#### [Given task]
Find each line below that contains the word "water", and copy every such line in full.

#### [Exercise inputs]
---

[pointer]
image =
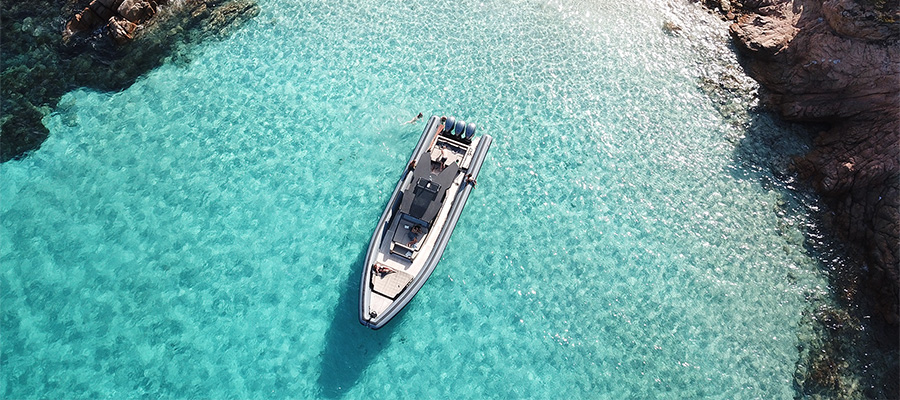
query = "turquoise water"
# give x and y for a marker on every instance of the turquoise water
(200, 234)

---

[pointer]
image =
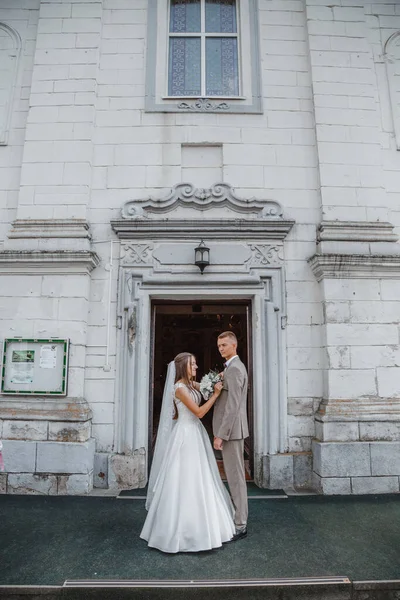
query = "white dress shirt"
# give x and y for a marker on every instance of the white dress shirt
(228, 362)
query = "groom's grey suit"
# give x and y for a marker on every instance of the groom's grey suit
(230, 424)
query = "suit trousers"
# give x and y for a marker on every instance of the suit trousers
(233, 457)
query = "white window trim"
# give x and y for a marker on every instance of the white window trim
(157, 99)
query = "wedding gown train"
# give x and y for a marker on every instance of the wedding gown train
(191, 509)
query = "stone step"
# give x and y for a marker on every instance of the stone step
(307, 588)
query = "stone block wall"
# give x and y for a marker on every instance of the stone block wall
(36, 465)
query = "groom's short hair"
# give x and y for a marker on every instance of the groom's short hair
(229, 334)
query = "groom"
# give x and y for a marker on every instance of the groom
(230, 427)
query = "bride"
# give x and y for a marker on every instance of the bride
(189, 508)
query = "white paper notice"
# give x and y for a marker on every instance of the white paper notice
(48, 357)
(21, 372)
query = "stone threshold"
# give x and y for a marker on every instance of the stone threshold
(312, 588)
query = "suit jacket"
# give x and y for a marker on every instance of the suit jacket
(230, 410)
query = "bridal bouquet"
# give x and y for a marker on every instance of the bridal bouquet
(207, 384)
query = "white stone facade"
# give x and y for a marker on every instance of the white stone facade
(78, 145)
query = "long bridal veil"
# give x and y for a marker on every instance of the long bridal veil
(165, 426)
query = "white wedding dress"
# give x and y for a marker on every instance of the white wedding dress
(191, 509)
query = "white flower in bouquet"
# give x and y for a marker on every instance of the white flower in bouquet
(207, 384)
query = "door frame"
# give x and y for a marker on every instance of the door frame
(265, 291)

---

#### [The output]
query = "turquoise water"
# give x and y for a marker on every instance of the turquoise water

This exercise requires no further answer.